▸ Goal of the exercise: Every line below that carries the word "then" needs to be copied.

▸ Records shown:

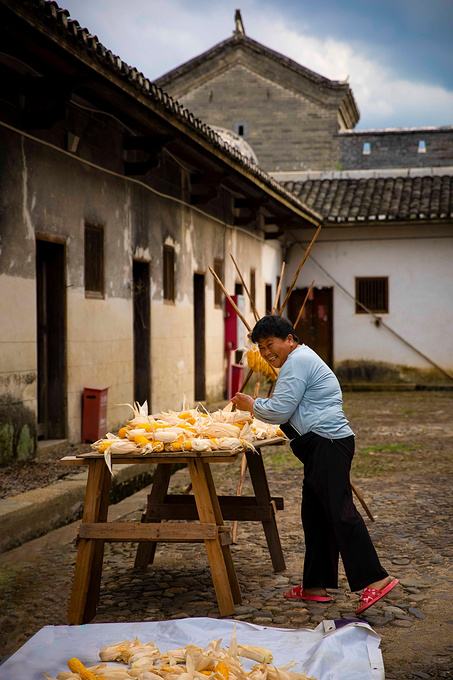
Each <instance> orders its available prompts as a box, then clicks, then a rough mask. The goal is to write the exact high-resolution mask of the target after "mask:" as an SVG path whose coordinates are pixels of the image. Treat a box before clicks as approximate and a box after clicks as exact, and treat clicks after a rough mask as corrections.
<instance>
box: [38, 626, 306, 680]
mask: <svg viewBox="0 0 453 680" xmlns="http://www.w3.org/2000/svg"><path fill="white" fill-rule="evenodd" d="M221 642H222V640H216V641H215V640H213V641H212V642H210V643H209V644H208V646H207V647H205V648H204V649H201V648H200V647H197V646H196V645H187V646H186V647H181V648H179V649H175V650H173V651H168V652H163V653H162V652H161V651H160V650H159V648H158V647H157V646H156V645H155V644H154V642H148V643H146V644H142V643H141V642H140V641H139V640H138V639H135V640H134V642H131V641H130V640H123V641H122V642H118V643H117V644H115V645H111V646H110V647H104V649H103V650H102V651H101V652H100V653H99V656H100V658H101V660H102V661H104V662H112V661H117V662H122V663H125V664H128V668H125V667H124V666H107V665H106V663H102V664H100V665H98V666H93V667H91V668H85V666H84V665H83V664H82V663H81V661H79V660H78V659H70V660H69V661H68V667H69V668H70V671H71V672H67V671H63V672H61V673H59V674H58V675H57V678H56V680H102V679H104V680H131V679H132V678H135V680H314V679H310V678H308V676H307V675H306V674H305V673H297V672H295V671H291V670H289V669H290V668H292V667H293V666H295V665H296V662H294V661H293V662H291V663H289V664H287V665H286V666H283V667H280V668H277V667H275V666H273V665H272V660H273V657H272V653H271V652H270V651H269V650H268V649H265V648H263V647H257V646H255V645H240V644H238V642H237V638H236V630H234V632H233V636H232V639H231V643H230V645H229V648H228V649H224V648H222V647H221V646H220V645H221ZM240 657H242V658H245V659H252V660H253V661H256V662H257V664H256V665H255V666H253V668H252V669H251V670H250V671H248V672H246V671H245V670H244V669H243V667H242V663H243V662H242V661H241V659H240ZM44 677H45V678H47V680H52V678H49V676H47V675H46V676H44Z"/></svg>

* * *

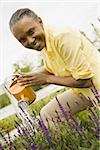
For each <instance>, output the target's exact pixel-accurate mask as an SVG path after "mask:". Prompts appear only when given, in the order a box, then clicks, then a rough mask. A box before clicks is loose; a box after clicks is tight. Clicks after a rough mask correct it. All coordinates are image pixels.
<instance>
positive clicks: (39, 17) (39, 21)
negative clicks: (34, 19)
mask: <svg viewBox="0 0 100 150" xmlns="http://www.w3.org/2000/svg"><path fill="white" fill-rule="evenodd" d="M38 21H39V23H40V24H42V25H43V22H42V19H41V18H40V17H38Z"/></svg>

---

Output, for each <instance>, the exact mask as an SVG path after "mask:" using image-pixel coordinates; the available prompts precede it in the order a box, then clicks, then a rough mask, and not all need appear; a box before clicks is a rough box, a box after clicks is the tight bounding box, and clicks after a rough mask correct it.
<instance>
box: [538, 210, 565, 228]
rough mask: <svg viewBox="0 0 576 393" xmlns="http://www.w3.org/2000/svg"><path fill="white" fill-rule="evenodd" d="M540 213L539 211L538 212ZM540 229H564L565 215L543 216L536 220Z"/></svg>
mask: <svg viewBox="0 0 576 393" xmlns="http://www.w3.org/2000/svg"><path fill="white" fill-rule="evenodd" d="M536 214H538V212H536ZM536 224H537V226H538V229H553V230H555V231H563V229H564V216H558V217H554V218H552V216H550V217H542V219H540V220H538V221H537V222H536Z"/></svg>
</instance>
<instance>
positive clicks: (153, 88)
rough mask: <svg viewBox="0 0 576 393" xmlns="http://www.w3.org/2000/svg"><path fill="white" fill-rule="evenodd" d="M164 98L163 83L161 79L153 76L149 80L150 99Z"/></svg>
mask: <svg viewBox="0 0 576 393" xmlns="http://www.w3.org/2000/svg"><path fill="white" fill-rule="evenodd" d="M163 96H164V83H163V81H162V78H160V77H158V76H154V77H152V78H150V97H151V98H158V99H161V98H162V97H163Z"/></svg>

▸ Written answer:
Each <instance> orders its available prompts as a box, then clicks, then a rough mask. The goal is to write the exact high-resolution mask of the target after "mask:" as an SVG path whose coordinates are pixels of the image. Treat a box before clicks as approximate and a box after clicks as exact, and treat clicks after a rough mask as corrections.
For each <instance>, output the target's exact pixel-accurate mask as an SVG path after "mask:". Prompts appear only when given, in the order a box, then clicks, then a rough mask. A box before clicks is loose; a box after clicks is tight. Clicks after a rough mask correct it. All coordinates are image pixels.
Output, for each <instance>, the exact mask as an SVG path after "mask:" using image-pixel coordinates; the available prompts precede it in the order a box, then clicks, then a rough mask, and not all need appear; a box before clicks is a rough box, a box after clicks is the tight bounding box, and clicks after a rough mask correct it.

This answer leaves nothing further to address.